**Quoted text**
Databricks Community

dpc · ‎09-23-2024

Hello

We have a development, a test and a production environment

How do you generally deploy DDL changes?

So, alter a table in development and apply to test then production

e.g.

table1 has column1, column2, column3

I add column4

I now want to deploy this change to production

I also want to retain data

Thanks.

filipniziol · ‎09-23-2024

Hi @dpc ,

Managing DDL changes accross environments (dev, test, prod) will be a part of your CI/CD pipeline.
Create a Deployments folder, with subfolders. Each deployment will be represented by a timestamped folder. Example folder structure:

/Deployments
    /Deployments_20240924
        /01_add_column4_table1.sql
        /02_alter_other_table.sql
    /Deployments_20240930
        /01_create_new_table.sql
        /02_update_table1.sql

Inside the folder, each script (e.g., 01_add_column4_table1.sql) represents individual DDL changes (like adding a column or altering a table).

**Task requirements**
a. In the thread on deploying DDL changes, write out everything from "I now want to" down to "your CI/CD pipeline.", substituting "staging" for "production".
b. List every SQL script file name shown in the example folder structure in the thread on deploying DDL changes.
c. In the thread on deploying DDL changes, which three environments does the original poster say they have?

**Records from a data source**
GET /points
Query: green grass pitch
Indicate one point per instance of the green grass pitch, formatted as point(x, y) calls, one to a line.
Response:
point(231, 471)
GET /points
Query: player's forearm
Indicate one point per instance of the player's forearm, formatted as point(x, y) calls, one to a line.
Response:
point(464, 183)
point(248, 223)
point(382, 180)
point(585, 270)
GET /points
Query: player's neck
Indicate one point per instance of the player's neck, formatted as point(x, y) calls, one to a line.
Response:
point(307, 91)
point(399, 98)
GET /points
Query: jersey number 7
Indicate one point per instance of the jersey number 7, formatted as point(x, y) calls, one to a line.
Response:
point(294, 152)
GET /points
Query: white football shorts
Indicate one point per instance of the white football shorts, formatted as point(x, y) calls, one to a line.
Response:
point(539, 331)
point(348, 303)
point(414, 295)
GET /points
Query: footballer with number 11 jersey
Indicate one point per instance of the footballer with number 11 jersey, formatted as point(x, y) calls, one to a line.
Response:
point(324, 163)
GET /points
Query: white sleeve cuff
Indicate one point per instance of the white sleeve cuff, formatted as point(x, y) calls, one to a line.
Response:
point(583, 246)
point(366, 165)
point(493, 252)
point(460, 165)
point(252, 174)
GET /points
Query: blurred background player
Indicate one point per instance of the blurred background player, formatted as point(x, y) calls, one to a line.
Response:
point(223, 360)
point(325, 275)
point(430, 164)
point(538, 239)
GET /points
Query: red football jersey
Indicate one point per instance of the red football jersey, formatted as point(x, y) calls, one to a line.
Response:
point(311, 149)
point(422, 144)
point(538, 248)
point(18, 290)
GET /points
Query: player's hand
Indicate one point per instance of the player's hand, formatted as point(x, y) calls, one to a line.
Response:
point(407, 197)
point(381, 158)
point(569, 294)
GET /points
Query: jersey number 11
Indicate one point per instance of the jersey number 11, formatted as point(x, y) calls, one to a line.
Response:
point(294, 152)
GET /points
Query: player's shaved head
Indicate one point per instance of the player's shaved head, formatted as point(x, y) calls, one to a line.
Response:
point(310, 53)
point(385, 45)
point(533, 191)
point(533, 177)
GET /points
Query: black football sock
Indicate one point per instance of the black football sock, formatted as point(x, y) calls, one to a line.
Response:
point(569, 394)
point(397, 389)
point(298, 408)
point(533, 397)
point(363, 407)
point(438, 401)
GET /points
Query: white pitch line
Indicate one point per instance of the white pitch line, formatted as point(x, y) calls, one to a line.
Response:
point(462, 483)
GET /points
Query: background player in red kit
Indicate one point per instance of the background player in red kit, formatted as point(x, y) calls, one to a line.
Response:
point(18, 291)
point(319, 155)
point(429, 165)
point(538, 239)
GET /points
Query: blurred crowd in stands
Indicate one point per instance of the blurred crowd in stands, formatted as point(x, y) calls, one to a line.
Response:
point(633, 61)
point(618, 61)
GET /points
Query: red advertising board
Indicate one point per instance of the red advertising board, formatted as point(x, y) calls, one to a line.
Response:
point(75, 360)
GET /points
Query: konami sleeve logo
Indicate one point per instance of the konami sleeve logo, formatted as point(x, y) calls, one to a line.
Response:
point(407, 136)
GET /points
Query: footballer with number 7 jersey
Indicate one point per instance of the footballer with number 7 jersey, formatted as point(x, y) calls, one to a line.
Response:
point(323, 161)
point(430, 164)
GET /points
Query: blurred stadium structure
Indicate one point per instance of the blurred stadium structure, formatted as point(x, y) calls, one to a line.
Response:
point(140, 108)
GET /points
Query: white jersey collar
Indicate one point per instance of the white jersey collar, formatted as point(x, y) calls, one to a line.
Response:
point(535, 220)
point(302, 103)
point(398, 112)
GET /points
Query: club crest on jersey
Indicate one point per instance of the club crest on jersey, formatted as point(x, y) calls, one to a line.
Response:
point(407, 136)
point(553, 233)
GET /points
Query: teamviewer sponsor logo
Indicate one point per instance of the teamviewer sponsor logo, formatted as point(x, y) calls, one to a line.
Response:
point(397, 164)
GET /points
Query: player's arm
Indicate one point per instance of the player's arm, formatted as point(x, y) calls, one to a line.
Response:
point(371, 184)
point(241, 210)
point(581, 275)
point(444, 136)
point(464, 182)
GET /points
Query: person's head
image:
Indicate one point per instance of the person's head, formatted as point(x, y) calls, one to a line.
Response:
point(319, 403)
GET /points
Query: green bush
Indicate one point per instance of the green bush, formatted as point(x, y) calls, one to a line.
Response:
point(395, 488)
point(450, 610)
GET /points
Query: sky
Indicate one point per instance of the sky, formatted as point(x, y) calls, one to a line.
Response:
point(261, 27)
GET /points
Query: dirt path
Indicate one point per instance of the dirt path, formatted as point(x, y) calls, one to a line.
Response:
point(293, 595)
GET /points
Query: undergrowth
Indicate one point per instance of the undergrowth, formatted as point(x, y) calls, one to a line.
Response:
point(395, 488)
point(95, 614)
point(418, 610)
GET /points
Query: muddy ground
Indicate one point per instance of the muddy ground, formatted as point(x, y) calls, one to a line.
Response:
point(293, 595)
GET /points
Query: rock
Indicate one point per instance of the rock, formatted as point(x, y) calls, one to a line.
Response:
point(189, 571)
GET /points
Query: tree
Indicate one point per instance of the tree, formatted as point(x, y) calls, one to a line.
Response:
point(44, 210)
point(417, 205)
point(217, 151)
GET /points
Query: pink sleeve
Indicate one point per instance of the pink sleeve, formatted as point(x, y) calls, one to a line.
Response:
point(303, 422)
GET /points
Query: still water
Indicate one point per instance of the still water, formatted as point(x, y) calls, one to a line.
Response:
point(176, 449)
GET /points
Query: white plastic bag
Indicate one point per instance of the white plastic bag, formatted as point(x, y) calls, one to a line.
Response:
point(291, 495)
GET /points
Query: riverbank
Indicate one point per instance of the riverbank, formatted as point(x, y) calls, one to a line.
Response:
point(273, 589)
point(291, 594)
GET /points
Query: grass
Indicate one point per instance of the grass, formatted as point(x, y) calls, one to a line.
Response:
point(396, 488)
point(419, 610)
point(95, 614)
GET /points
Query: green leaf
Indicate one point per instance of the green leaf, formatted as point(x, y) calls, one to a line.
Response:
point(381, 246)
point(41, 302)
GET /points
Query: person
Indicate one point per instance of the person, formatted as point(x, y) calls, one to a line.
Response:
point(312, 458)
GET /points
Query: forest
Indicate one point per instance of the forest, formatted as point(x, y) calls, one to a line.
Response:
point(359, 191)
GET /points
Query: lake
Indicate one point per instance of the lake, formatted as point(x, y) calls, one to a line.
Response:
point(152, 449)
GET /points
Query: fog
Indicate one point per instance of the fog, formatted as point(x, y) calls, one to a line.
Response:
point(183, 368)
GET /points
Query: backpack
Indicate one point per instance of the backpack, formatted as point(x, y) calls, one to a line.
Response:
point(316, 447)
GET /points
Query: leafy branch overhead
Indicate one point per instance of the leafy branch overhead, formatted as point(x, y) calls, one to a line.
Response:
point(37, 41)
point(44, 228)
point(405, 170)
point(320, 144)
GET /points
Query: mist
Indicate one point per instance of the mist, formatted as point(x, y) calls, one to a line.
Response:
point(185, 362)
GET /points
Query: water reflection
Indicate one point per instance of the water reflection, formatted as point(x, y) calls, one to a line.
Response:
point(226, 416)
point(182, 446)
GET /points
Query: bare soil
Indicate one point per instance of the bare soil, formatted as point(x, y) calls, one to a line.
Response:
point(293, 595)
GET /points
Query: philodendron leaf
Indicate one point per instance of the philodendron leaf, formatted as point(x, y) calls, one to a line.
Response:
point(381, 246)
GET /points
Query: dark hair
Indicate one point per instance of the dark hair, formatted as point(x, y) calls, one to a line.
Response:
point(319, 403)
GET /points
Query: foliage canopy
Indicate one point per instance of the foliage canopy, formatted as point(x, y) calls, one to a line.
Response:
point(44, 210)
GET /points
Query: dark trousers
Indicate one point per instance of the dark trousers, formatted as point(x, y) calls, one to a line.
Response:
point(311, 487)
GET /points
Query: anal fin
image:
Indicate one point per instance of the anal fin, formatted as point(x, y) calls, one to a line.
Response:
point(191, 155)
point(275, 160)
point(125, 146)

**Task responses**
a.
I now want to deploy this change to staging

I also want to retain data

Thanks.

filipniziol · ‎09-23-2024

Hi @dpc ,

Managing DDL changes accross environments (dev, test, prod) will be a part of your CI/CD pipeline.

b.
01_add_column4_table1.sql
02_alter_other_table.sql
01_create_new_table.sql
02_update_table1.sql

c. Development, test and production.